## What you should do:
Word for word, restate each of the entries below, and drop every picture.

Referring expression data
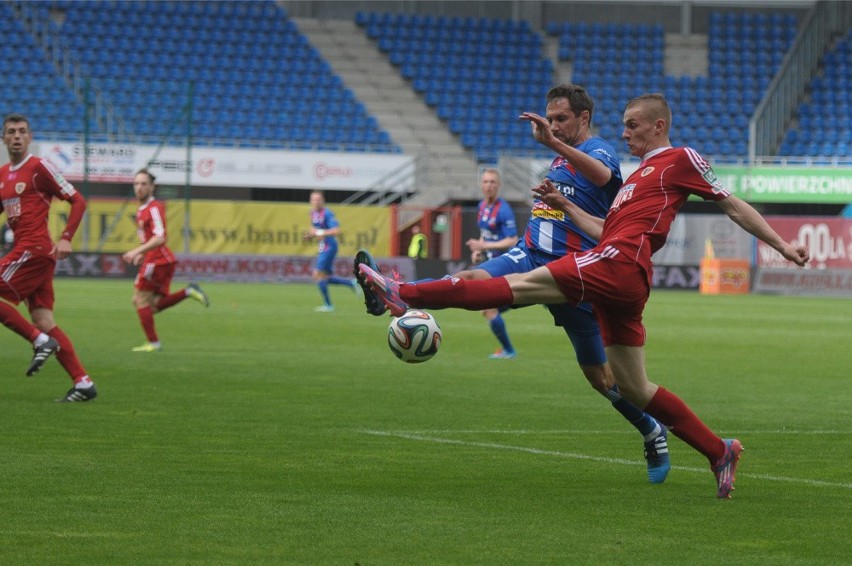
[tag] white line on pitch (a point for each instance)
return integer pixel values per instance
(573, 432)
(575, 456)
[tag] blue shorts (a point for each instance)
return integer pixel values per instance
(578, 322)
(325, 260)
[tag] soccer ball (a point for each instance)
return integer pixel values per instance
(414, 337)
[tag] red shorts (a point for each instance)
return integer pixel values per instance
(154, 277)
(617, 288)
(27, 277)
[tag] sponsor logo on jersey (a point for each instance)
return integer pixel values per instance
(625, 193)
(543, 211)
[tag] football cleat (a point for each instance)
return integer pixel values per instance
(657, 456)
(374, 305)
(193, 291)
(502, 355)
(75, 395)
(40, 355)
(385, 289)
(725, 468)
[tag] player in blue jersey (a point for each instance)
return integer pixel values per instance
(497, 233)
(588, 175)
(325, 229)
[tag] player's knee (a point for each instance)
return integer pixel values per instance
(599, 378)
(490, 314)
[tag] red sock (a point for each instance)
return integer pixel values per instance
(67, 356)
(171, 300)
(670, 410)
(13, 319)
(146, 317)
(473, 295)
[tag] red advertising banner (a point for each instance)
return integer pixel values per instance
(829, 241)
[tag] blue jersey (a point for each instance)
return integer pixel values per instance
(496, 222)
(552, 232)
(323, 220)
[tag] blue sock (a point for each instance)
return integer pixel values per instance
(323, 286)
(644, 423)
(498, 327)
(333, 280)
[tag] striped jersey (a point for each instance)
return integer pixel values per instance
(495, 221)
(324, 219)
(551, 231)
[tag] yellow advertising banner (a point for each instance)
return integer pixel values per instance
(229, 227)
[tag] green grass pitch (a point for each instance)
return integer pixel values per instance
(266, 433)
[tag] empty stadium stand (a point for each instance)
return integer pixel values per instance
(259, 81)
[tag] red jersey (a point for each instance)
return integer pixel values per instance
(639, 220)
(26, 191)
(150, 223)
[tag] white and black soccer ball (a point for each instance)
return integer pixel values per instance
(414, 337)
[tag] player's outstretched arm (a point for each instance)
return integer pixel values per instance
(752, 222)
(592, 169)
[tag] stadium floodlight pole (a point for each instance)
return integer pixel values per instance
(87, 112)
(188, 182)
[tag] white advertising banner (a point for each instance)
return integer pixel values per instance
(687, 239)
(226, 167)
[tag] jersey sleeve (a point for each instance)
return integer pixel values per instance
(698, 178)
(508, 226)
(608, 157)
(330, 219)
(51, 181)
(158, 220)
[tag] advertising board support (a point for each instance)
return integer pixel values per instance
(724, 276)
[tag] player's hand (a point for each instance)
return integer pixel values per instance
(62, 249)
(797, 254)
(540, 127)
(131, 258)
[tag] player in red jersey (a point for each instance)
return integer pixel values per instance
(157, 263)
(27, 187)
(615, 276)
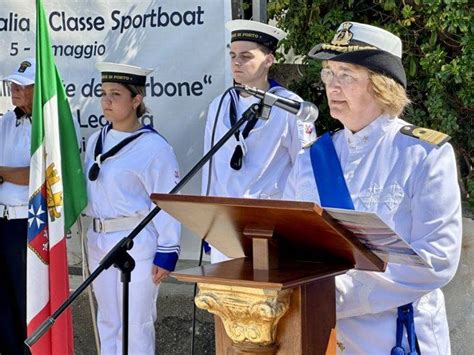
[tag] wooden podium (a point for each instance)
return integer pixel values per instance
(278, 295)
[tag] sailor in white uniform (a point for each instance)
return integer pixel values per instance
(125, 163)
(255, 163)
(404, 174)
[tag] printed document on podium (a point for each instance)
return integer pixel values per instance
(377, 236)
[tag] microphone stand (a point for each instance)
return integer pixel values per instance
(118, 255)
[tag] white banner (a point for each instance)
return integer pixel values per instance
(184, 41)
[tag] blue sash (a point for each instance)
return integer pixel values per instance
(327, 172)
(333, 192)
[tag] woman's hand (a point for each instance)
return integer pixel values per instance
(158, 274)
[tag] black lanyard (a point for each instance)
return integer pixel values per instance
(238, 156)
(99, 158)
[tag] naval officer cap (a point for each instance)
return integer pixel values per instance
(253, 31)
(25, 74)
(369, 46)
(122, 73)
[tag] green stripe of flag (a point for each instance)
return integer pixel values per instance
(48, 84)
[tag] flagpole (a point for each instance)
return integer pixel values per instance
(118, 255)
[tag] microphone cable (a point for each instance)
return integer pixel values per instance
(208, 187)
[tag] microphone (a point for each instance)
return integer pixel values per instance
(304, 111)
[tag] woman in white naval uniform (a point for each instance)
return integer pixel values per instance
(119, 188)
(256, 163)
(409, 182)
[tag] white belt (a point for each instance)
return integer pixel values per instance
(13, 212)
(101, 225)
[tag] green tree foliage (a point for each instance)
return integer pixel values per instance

## Answer space:
[tag] white line on pitch (a point for each instance)
return integer pixel values per instance
(573, 432)
(575, 456)
[tag] blue shorts (a point for each instance)
return integer pixel values per instance
(578, 322)
(325, 260)
[tag] soccer ball (a point for each instance)
return integer pixel values per instance
(414, 337)
[tag] red shorts (a point for each instance)
return integer pixel values per instance
(154, 277)
(617, 288)
(27, 277)
[tag] sponsor logo on jersey (a point for each instance)
return integer pixel values per instance
(625, 193)
(543, 211)
[tag] football cleat (a point for each instance)
return integer pixel values per instance
(657, 456)
(374, 305)
(193, 291)
(502, 355)
(75, 395)
(40, 355)
(385, 289)
(725, 468)
[tag] player in blue jersey (a point for each instance)
return integer pixel values per instance
(497, 233)
(588, 175)
(325, 229)
[tag] player's knee (a point for each instance)
return integer pixel values per instance
(599, 378)
(490, 314)
[tag] red sock (a point for each instance)
return integer pixel values per instance
(67, 356)
(171, 300)
(670, 410)
(13, 319)
(146, 317)
(473, 295)
[tag] red advertising banner (a point for each instance)
return integer pixel values per instance
(829, 241)
[tag] blue jersey (a point for each instance)
return integer pixel values per instance
(496, 222)
(552, 232)
(323, 220)
[tag] blue sock (a point for each instance)
return integer pixel values per instance
(323, 286)
(644, 423)
(498, 327)
(333, 280)
[tag] striped jersey (a point for each instance)
return integer pixel values per instance
(495, 221)
(324, 219)
(551, 231)
[tag] yellow advertising banner (a point for each instance)
return integer pixel values per instance
(229, 227)
[tag] green grass pitch (a point for each instance)
return integer pixel values per instance
(266, 433)
[tag] empty stadium stand (a point for each instance)
return integer pixel values per instance
(259, 81)
[tag] red jersey (a point for each instance)
return integer pixel values per instance
(639, 220)
(26, 191)
(150, 223)
[tag] white and black soccer ball (a point for each instance)
return integer pixel values per instance
(414, 337)
[tag] player's outstretched arm (a point for each instance)
return integer pixel values per instance
(752, 222)
(592, 169)
[tag] stadium floodlight pole (a point for each instance)
return integer pixel values per instance
(87, 112)
(188, 182)
[tag] white advertising banner (a point for each instance)
return integer pixel values per instance
(687, 239)
(226, 167)
[tag] jersey sleeve (a point for each instance)
return integer pixel values per instance
(698, 178)
(508, 226)
(608, 157)
(330, 219)
(51, 181)
(158, 220)
[tag] advertising board support (a point for each instance)
return integer pixel values per instance
(724, 276)
[tag] player's hand (a point for each instance)
return integer pixel values per instance
(62, 249)
(797, 254)
(540, 127)
(131, 258)
[tag] player in red jersey (a point for each instance)
return integer pixel values per instance
(157, 263)
(27, 187)
(615, 276)
[tag] wooden podium (a point for each instance)
return integer pixel values per instance
(278, 295)
[tag] sailor in white uniform (a point for each instance)
return integer pixel values per instance
(125, 163)
(255, 163)
(404, 174)
[tag] printed document on podium (a point for each instance)
return integer pixel values per instance
(377, 236)
[tag] microphone stand (a point for each instance)
return integer pixel values per instance
(118, 255)
[tag] white banner (a point for each instance)
return integer pixel values per instance
(184, 41)
[tag] blue sash (a point for each instance)
return integer pixel values per instance
(327, 172)
(333, 192)
[tag] woman's hand (a point for each instance)
return integer pixel values per instance
(158, 274)
[tag] black lanyard (a point for each instance)
return integer pixel values per instance
(238, 156)
(99, 158)
[tag] naval officer cap (a point for each instance)
return integer pixel values per instance
(253, 31)
(25, 74)
(369, 46)
(122, 73)
[tag] green stripe of flag (a point for each instance)
return integer pixel values per instance
(48, 84)
[tag] flagpole (a point for each instance)
return integer pixel values per instance
(118, 255)
[tag] microphone cable (a point for each instance)
return integer pixel values per instance
(208, 187)
[tag] microphone (a point for each instance)
return integer pixel values per instance
(304, 111)
[tag] woman in white naval uniform (a point for each instance)
return integer pixel values per instance
(119, 188)
(256, 163)
(409, 182)
[tag] white belt (a point for each instance)
return integer pixel values per instance
(13, 212)
(101, 225)
[tag] green tree foliage (a point for each instance)
return integer pixel values per instance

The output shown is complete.